Location identification items
* BEGIN *
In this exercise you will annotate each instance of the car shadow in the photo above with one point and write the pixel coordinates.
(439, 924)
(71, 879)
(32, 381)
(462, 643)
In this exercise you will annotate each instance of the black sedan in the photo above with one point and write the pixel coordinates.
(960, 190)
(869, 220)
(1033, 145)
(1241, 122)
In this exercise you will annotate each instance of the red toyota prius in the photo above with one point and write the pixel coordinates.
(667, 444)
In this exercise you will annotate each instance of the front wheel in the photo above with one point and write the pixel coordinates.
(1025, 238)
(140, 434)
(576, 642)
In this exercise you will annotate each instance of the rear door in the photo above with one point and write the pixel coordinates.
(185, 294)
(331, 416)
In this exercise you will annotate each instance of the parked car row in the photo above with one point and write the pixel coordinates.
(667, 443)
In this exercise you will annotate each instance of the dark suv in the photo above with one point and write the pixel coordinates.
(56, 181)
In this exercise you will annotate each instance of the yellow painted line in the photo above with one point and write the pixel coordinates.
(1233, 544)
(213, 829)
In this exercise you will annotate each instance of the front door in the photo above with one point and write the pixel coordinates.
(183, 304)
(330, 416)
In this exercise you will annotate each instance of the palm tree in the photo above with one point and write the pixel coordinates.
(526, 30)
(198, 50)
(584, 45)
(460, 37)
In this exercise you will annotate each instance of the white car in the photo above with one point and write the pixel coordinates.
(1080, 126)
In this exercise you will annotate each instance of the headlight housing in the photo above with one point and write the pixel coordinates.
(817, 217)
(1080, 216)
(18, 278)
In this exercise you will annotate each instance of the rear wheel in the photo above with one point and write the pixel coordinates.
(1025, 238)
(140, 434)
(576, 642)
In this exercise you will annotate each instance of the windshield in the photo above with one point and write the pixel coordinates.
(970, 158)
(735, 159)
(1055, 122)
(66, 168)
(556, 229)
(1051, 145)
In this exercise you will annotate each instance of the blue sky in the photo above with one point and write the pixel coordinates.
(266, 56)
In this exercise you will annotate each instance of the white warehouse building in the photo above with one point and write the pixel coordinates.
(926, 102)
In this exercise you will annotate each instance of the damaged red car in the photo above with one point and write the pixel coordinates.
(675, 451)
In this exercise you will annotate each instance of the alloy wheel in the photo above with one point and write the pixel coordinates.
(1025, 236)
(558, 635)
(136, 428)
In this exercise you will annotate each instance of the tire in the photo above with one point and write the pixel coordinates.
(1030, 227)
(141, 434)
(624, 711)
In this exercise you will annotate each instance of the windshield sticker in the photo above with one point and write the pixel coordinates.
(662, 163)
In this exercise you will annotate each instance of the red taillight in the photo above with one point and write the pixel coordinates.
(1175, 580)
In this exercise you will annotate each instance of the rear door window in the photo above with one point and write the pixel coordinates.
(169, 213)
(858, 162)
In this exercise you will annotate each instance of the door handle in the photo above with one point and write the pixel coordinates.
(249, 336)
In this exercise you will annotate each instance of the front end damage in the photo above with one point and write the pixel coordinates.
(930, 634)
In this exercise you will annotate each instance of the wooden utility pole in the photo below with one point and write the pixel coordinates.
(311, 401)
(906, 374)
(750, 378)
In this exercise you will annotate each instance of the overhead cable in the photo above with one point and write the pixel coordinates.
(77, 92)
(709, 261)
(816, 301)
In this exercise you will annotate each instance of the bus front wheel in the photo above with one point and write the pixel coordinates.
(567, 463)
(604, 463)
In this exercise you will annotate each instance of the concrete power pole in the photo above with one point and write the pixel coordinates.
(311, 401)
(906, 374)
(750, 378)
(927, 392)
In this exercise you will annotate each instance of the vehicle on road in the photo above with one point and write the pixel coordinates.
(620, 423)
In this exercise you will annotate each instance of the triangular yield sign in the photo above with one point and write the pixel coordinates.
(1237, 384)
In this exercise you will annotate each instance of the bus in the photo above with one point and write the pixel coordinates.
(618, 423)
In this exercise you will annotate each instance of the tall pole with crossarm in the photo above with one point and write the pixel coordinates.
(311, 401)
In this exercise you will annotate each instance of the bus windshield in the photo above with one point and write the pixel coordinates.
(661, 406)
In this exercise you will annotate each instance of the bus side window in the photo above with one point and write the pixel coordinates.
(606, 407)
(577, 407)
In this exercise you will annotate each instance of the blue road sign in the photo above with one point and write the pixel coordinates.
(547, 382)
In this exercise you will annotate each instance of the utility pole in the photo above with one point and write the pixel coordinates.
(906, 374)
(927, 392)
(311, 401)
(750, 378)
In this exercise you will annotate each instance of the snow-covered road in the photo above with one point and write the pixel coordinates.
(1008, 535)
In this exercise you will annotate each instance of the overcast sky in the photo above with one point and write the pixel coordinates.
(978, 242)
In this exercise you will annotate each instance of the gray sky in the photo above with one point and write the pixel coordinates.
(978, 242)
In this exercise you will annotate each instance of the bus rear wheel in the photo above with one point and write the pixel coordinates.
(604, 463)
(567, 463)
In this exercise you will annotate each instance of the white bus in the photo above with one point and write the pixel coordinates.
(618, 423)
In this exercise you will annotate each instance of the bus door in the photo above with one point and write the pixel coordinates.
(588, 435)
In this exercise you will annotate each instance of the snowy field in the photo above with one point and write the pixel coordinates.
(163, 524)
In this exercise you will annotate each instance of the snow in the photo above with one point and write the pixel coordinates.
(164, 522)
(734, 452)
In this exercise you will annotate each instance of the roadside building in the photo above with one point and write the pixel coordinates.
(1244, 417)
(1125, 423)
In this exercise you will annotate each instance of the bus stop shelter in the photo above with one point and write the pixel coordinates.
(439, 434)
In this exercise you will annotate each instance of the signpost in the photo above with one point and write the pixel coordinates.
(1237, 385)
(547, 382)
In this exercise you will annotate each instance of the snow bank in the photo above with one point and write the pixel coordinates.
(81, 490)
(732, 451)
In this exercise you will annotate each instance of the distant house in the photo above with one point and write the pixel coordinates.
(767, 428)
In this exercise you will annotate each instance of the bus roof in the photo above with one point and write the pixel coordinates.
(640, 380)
* END *
What is required = Take the line in which "In this exercise you will annotate each instance of the signpost" occurs and each subsequent line through the end; give these lines again without alteration.

Exercise result =
In this exercise you will annotate each instance of the signpost in the photo above with one point and write the pixel coordinates.
(1237, 385)
(547, 382)
In this exercise you will annotate each instance of the snow bank in the photo above with one point and write the pixel coordinates.
(81, 490)
(732, 451)
In this exercise you will annotate each instance of the distant house in the photo above with one point and write the pixel coordinates.
(767, 428)
In this exercise you will annotate each instance of the bus roof in the photo above with one point and write the pixel coordinates.
(640, 380)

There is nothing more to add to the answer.